-- Extrait du texte --

Rappel du premier message :
Prédestination
Prédestination. Le terme prédestination désigne le décret divin par lequel serait déterminée la destinée temporelle et éternelle des créatures. Elle représenterait le but voulu par Dieu de toute éternité en ce qui concerne le salut ou le rejet des individus. Elle se distinguerait ainsi de l’élection qui porterait sur le choix de collectivités ou de personnes en vue de la réalisation historique ou eschatologique du plan divin. C’est là une définition courante. L’Ancien Testament présente essentiellement le mystère de l’élection en Israël, peuple mis à part, sélectionné, choisi en vue d’une vocation spéciale. L’élection se caractérise par une libre décision de Dieu dont le conseil souverain ne peut être modifié (#Ps 115:3 ; #De 4:35). Car Dieu est le dispensateur de toutes choses : des biens et des maux (#Job 1:21 ; #Am 3:6 ; #Esa 45:6 et suivants).
L’élection d’Israël n’est toutefois pas une fin en soi. Elle est un moyen, le moyen par lequel Dieu poursuit son plan de réalisation du Royaume. Quand Dieu choisit Abram, ce n’est pas par une mesure purement personnelle et arbitraire. L’Alliance avec lui et sa postérité vise la bénédiction de toutes les familles de la terre (#Ge 12:2 et suivants). Ainsi en est-il pour Israël (#Ex 19:3-6 ; #De 4:34, etc.). L’élection n’est donc pas une prédestination qui décréterait une destinée irrévocable des individus.
La prédestination occupe incontestablement une grande place dans le Nouveau Testament. L’Évangile fait état clairement de la souveraineté de la décision divine, du choix de Dieu antérieur à toute décision humaine en vue du salut des individus (#Mt 10:29 et suivants ; #Lu 10:20; 12:32 ; #Mt 25:34, etc.). La connaissance même de Dieu est révélée comme librement donnée par Lui à ceux qu’Il choisit (#Mt 11:25-27; 12:39).

-- Informations fournies --
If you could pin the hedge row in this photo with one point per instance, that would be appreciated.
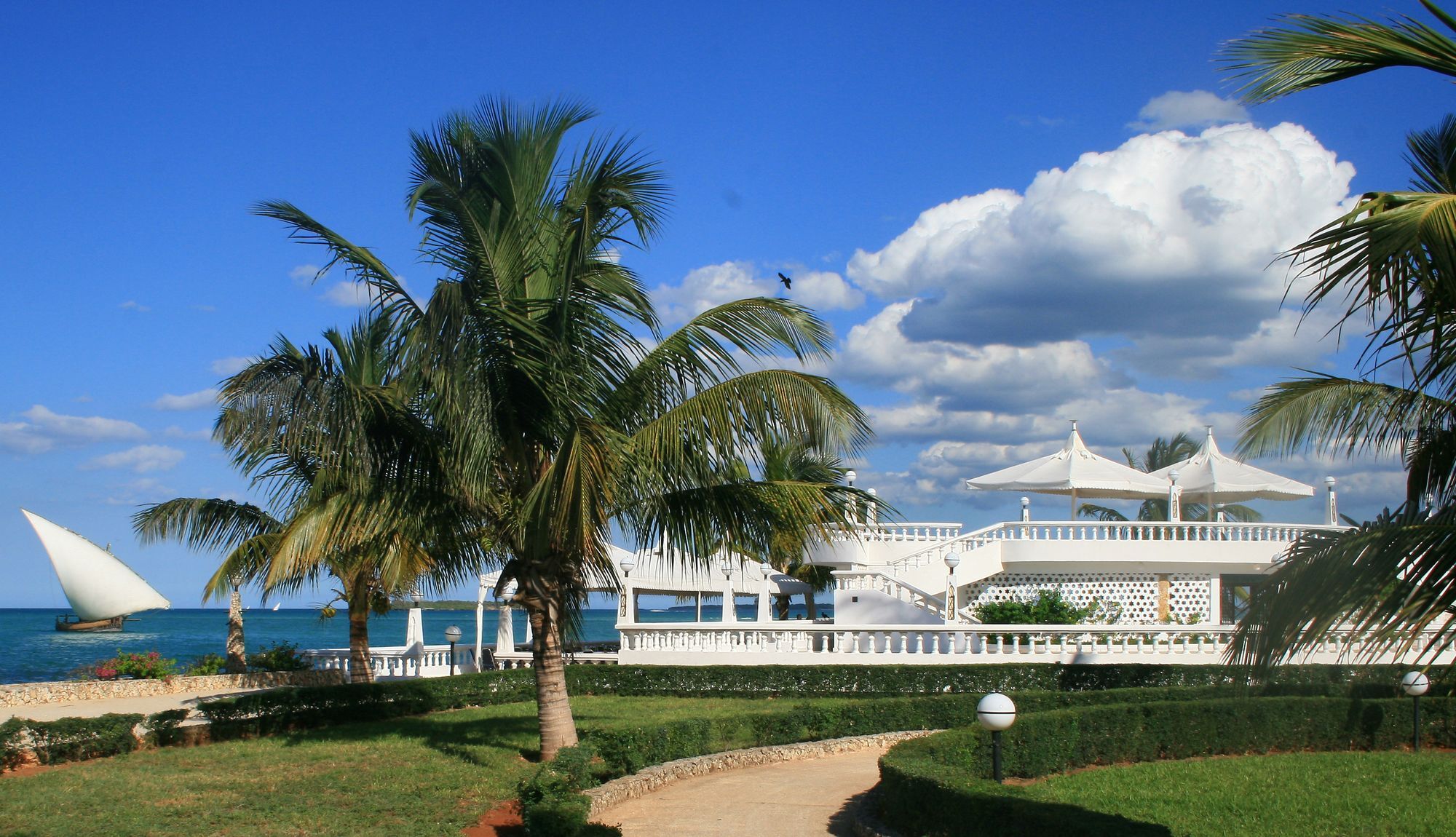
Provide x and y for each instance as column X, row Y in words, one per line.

-- Énoncé du problème --
Reprenez l'extrait sur la prédestination à la suite de sa dernière phrase et poursuivez-en la rédaction. Le matériel ci-dessus provient d'une autre source que l'extrait sur la prédestination.

-- Résultat attendu --
Le 4e évangile donne des affirmations de Jésus plus nettement prédestinatiennes encore que les synoptiques ! Les Juifs ne croient pas parce qu’ils ne peuvent comprendre Jésus (#Jn 8:43,47) ; nul ne vient à Christ si le Père ne l’attire (#Jn 6:44). Tous ceux qui sont destinés à Christ viendront à lui (#Jn 6:37). C’est Christ qui a choisi ses disciples #Jn 15:16 et le Christ les connaît depuis le commencement (#Jn 13:18). Et pourtant, cette doctrine ne supprime pas, dans le 4e évangile, les affirmations relatives à la responsabilité des incroyants.
Les tenants d’une prédestination rigoureuse prétendent se fonder sur les écrits de Paul. Il est évident que les chapitres 9 et 11 de l’épître aux Romains pris isolément semblent appuyer une doctrine de la double prédestination : « Il fait miséricorde à qui Il veut, et Il endurcit qui Il veut » (#Ro 9:14-18). Mais qu’on relise attentivement les chapitres, qu’on les relise à la lumière de tout le contexte paulinien, et on se rendra compte que toute la théologie de Paul relative à l’élection, comme à la prédestination individuelle, repose sur 2 principes :
1. le croyant est prédestiné en Christ à devenir semblable à Christ (#Ro 8:28 ; #Ep 1:5,11; 3:11 ; #Ga 1:4) ;
2. Cette prédestination est le seul fait de la volonté souveraine de Dieu. L’action humaine ne peut rien contre cette volonté. L’initiative du salut appartient à Dieu seul.
À cet égard, Paul prétend maintenir sans discussion la gratuité absolue du salut. Et il rejette d’autre part sans réserve, l’idée que la condamnation des réprouvés serait une injustice divine, et que leur endurcissement n’engagerait point leur responsabilité, aussi bien que le quiétisme des croyants. « Travaillez à votre salut... » (#Ph 2:12). « Combats le bon combat de la foi... » (#1Ti 6:12). « Prêche la parole » (#2Ti 4:2, etc.). Qu’il s’agisse là d’affirmations humainement paradoxales, c’est un fait, et l’apôtre l’a reconnu lorsqu’il a écrit : « Ô profondeur de la richesse et de la sagesse de Dieu ! Que ses jugements sont insondables, et ses voies incompréhensibles ! » (#Ro 11:33).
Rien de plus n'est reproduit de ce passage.